SOURCE TEXT:

The first experiment dealt with the semantic phenomenon of synonymy in CA. The aim was to explore how a cosine-based IR algorithm can enable us to retrieve synonyms of mind
in Pierce’s Collected Papers and to retrieve relevant text segments for a CA of mind
. For this experiment, a simple method consisting of two steps was used: first, building a similarity matrix, and second, retrieving relevant text segments with a query vector.
The similarity matrix P was computed from the M matrix, and it represents all the relations of similarity of each word with all of the others. This was obtained by multiplying the M matrix with its own transpose and by normalizing the result. So, attributes of each vector of P are the scalar products of the distribution of a word for the distribution of every other word. We then got the vector c representing the word mind
according to its relations of similarity. Subsequently, we could analyze the relation between the vector c and all the other vectors representing each word. The results ( ) show that the first nouns closest to mind are thought,
nature,
thing,
reason.
It is also interesting to note that the most similar verb to mind
is think.
In light of Paragraph 4.4, it is not surprising to note that thought is linked to the concept of mind.
Word: Cosine Value |
||||
thought (noun): 0.8237 |
think (verb): 0.8233 |
really (adverb): 0.8178 |
do (verb): 0.8088 |
nature (noun): 0.8013 |
thing (noun): 0.7990 |
seem (verb): 0.7973 |
come (verb): 0.7968 |
make (verb): 0.7960 |
reason (noun): 0.7935 |
Using the noun "thought" as a synonym, a query vector q was computed with which it was possible to select some typical sentences representing the relationship of similarity between these two words. The vector q is the result of the sum of c and g, where g is the vector representing the similarities to the word thought.
Using a cosine computation between query vector q and all vectors in the original matrix M, we selected some typical sentences that represent the relationship between mind
and thought
within the corpus.

DATA:
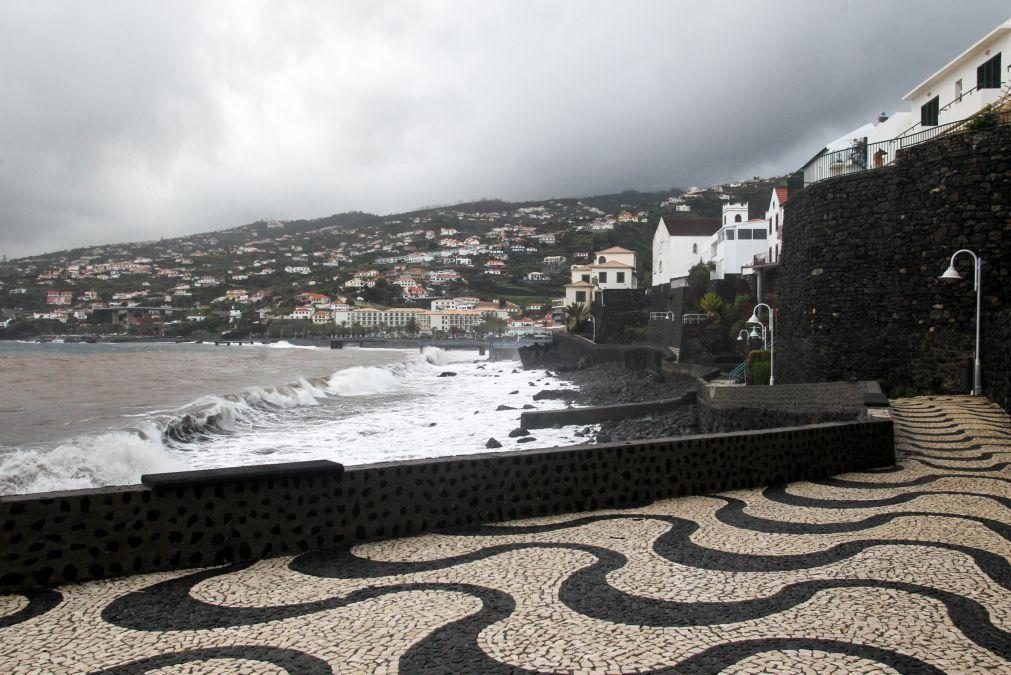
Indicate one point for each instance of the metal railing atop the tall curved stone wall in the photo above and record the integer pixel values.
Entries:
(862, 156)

...

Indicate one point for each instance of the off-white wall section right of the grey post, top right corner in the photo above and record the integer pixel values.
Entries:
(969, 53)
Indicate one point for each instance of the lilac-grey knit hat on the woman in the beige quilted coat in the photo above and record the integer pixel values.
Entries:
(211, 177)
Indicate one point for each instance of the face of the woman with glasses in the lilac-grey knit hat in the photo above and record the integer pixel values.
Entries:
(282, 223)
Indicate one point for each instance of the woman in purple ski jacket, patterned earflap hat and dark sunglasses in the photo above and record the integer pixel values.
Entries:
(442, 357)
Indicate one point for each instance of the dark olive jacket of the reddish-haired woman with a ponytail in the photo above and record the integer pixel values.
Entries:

---

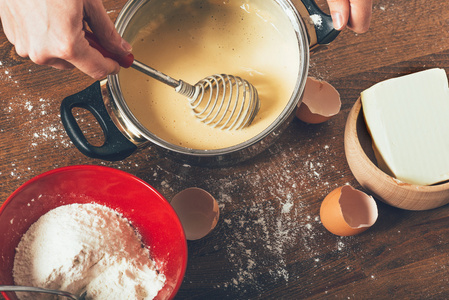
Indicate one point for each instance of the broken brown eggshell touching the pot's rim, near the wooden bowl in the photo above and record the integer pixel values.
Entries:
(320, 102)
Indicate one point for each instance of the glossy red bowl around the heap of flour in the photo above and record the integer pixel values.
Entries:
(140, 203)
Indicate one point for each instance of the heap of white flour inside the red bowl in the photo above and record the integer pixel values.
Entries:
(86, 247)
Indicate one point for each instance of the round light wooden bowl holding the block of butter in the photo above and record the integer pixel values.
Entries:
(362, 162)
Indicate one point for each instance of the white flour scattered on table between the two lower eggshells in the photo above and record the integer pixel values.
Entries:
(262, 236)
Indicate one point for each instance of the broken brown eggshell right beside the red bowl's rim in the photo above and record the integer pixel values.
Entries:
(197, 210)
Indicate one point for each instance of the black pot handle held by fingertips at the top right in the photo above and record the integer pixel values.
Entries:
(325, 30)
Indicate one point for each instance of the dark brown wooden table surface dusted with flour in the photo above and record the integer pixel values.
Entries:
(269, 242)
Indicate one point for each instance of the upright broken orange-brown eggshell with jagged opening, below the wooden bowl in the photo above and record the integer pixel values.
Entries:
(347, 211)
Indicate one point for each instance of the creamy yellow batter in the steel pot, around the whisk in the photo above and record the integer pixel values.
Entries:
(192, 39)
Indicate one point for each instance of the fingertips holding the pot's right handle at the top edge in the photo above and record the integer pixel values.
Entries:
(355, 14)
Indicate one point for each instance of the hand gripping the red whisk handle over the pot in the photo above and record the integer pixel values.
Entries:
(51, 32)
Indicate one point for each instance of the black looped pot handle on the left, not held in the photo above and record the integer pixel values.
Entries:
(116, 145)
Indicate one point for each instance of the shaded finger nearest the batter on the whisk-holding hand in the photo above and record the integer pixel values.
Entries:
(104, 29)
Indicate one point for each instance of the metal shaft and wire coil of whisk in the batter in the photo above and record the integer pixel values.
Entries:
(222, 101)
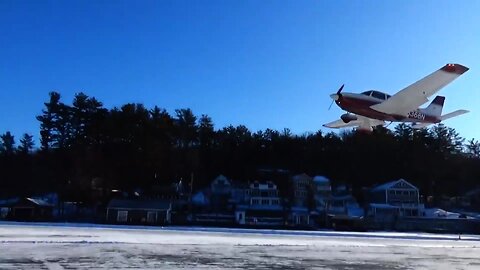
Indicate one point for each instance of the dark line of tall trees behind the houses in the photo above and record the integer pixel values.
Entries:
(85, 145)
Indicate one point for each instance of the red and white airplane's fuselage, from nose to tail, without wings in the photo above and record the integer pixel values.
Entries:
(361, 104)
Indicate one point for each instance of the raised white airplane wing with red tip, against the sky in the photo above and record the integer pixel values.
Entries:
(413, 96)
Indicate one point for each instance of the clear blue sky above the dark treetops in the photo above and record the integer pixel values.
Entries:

PROMPT:
Using the passage above on finding synonyms of "mind," decide whether each statement agrees with it. Mark each one yes or no and quote the words from the passage that settle it.
(a) The similarity matrix P was made by multiplying the M matrix by its own transpose and then normalizing the result.
(b) The verb found to be most similar to "mind" is "do."
(c) The query vector q is the sum of the vectors c and g.

RESULT OF THE TASK:
(a) Yes: "This was obtained by multiplying the M matrix with its own transpose and by normalizing the result."
(b) No: "the most similar verb to mind is think."
(c) Yes: "The vector q is the result of the sum of c and g"